Re: [PATCH] Don't jump to compute_result state from check_result state

Dan Williams <dan.j.williams@xxxxxxxxx> · Thu, 4 Apr 2019 17:52:34 -0700

Excellent analysis, thank you!

More comments below.

On Thu, Apr 4, 2019 at 4:46 AM Nigel Croxon <ncroxon@xxxxxxxxxx> wrote:
[..]
> >>> diff --git a/drivers/md/raid5.c b/drivers/md/raid5.c
> >>> index c033bfcb209e..4204a972ecf2 100644
> >>> --- a/drivers/md/raid5.c
> >>> +++ b/drivers/md/raid5.c
> >>> @@ -4223,26 +4223,15 @@ static void handle_parity_checks6(struct r5conf *conf, struct stripe_head *sh,
> >>>          case check_state_check_result:
> >>>                  sh->check_state = check_state_idle;
> >>>
> >>> +               if (s->failed > 1)
> >>> +                   break;
> >>>                  /* handle a successful check operation, if parity is correct
> >>>                   * we are done.  Otherwise update the mismatch count and repair
> >>>                   * parity if !MD_RECOVERY_CHECK
> >>>                   */
> >>>                  if (sh->ops.zero_sum_result == 0) {
> >>> -                       /* both parities are correct */
> >>> -                       if (!s->failed)
> >>> -                               set_bit(STRIPE_INSYNC, &sh->state);
> >>> -                       else {
> >>> -                               /* in contrast to the raid5 case we can validate
> >>> -                                * parity, but still have a failure to write
> >>> -                                * back
> >>> -                                */
> >>> -                               sh->check_state = check_state_compute_result;
> >>> -                               /* Returning at this point means that we may go
> >>> -                                * off and bring p and/or q uptodate again so
> >>> -                                * we make sure to check zero_sum_result again
> >>> -                                * to verify if p or q need writeback
> >>> -                                */
> >>> -                       }
> >>> +                       /* Any parity checked was correct */
> >>> +                       set_bit(STRIPE_INSYNC, &sh->state);
> > The details of why I did it this way have left my brain, but the
> > changelog does not address the concern raised in the comments about
> > needing to write-back the computed-result.
# # # #
Stated problem a = Return every line of the records that contains the word "jeep".
# # # #
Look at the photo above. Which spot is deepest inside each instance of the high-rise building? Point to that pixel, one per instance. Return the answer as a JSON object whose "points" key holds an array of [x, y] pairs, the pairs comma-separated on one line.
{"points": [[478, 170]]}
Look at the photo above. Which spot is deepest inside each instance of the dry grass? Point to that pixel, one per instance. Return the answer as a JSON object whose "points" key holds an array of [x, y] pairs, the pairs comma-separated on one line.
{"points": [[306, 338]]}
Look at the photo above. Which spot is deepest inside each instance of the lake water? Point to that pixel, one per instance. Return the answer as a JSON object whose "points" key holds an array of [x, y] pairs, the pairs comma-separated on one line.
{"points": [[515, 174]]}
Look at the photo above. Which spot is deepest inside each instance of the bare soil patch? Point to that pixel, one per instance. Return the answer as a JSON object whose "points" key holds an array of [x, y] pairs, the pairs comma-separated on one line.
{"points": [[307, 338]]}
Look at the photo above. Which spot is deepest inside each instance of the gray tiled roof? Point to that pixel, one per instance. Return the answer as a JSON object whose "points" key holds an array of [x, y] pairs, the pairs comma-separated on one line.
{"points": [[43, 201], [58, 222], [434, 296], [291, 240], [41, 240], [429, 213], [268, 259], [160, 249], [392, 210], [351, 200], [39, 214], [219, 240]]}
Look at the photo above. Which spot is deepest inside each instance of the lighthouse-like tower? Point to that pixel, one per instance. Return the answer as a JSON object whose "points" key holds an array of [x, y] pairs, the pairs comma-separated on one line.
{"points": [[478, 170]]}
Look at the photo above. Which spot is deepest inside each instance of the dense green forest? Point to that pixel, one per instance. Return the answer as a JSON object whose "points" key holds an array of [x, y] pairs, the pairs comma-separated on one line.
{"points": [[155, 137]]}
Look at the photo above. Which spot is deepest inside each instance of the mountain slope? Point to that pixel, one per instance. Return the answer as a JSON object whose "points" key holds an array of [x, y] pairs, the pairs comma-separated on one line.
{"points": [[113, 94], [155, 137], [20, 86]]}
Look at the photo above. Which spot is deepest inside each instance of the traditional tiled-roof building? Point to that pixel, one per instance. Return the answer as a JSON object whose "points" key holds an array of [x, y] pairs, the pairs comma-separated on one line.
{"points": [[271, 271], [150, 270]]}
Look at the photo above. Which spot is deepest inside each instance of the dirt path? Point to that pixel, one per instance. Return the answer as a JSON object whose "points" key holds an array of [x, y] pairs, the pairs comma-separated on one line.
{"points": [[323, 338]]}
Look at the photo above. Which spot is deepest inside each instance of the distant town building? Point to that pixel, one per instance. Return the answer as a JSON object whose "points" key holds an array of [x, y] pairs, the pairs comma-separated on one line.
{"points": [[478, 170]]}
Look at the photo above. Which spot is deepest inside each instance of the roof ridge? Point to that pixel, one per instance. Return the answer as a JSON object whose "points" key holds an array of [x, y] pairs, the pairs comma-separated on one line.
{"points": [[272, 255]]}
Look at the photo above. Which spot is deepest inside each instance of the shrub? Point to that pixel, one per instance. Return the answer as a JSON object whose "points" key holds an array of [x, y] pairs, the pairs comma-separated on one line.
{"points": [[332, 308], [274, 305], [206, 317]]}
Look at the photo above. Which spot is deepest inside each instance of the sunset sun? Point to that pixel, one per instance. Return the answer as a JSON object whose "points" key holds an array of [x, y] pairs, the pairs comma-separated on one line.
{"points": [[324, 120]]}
# # # #
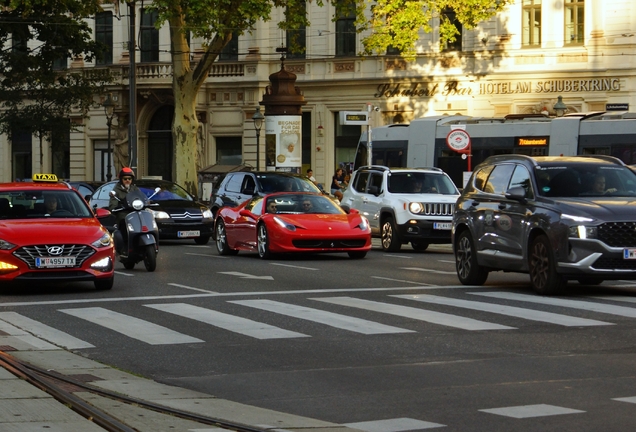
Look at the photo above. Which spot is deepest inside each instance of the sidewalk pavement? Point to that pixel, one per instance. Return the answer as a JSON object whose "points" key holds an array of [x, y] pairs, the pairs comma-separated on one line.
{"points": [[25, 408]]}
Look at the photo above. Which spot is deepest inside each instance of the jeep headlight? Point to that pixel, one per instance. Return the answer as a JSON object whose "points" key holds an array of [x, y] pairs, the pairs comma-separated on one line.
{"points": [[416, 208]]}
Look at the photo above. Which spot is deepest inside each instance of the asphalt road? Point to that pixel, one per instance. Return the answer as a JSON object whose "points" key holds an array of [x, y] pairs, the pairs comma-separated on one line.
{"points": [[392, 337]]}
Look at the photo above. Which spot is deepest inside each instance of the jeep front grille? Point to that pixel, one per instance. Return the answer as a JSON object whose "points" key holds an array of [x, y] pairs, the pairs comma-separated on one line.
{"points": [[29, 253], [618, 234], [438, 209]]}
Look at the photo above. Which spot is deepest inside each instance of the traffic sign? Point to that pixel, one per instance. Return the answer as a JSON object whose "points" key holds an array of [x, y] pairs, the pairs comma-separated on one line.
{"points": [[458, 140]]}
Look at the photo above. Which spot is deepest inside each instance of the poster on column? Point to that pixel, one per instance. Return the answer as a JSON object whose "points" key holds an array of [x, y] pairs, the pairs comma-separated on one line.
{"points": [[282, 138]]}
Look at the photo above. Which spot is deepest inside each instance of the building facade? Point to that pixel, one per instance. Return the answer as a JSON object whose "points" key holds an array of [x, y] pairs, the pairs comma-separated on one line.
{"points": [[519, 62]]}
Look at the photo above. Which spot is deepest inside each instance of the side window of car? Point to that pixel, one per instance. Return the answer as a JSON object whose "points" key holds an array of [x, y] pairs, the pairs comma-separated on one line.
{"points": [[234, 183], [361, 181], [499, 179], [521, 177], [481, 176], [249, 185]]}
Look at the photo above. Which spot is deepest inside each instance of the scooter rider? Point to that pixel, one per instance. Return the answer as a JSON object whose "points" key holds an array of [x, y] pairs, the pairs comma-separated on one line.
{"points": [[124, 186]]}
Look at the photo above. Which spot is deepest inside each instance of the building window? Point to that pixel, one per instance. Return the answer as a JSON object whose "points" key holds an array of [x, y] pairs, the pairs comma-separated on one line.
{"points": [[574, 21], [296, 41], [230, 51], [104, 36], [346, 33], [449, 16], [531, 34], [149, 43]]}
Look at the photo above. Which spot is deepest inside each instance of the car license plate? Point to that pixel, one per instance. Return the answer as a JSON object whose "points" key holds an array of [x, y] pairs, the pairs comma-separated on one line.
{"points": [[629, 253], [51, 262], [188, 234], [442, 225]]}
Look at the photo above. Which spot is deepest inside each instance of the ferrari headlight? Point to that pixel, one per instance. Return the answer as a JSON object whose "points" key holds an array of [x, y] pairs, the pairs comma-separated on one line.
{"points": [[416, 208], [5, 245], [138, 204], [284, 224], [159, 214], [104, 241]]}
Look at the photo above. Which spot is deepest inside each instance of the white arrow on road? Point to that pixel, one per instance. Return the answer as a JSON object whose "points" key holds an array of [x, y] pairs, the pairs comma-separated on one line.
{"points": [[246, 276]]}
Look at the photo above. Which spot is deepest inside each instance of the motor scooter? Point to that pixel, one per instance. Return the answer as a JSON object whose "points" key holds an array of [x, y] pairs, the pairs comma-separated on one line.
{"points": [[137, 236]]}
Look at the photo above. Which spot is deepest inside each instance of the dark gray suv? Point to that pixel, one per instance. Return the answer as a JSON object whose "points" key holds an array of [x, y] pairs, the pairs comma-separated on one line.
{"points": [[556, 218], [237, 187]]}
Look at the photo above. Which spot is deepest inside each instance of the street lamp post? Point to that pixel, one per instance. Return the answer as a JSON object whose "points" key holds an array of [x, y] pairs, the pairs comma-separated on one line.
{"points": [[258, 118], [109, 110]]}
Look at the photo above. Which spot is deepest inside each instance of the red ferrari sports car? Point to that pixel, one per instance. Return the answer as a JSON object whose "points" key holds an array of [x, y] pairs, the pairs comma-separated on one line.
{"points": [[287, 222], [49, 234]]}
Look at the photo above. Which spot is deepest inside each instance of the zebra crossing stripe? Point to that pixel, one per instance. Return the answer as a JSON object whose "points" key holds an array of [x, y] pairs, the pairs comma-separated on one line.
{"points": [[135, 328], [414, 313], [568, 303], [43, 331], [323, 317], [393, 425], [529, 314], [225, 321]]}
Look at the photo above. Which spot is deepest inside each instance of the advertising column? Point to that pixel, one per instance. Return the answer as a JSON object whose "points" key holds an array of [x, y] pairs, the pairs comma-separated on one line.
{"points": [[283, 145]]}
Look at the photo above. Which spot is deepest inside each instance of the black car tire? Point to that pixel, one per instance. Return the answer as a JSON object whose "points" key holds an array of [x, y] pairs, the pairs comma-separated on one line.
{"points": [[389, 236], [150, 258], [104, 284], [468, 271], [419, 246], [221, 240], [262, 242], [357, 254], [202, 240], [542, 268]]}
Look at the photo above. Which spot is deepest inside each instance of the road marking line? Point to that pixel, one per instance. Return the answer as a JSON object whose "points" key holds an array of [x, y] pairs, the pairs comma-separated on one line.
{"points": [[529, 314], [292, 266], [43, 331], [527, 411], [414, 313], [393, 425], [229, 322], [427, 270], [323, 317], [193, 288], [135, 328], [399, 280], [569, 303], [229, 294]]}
# # # #
Stated problem b = Copy out the patch reply, beginning at the words that have "Re: [PATCH] Don't" and stopping after "analysis, thank you!". Swap "Excellent" for "Great" throughout.

Result a =
Look at the photo above. Which spot is deepest inside each instance of the jeep headlight? Point to that pixel, one per instance. Return the answer as a JSON object whose "points" key holds an array of [x, y] pairs, the pairs comma-separated on one line.
Look at the photo above. Which spot is deepest inside each instance of the jeep front grille? Point to that pixel, one per instance. Return the answer as a JSON object whose "points" key holds an array of [x, y] pairs, the pairs comma-separated on one line.

Result b =
Re: [PATCH] Don't jump to compute_result state from check_result state

Dan Williams <dan.j.williams@xxxxxxxxx> · Thu, 4 Apr 2019 17:52:34 -0700

Great analysis, thank you!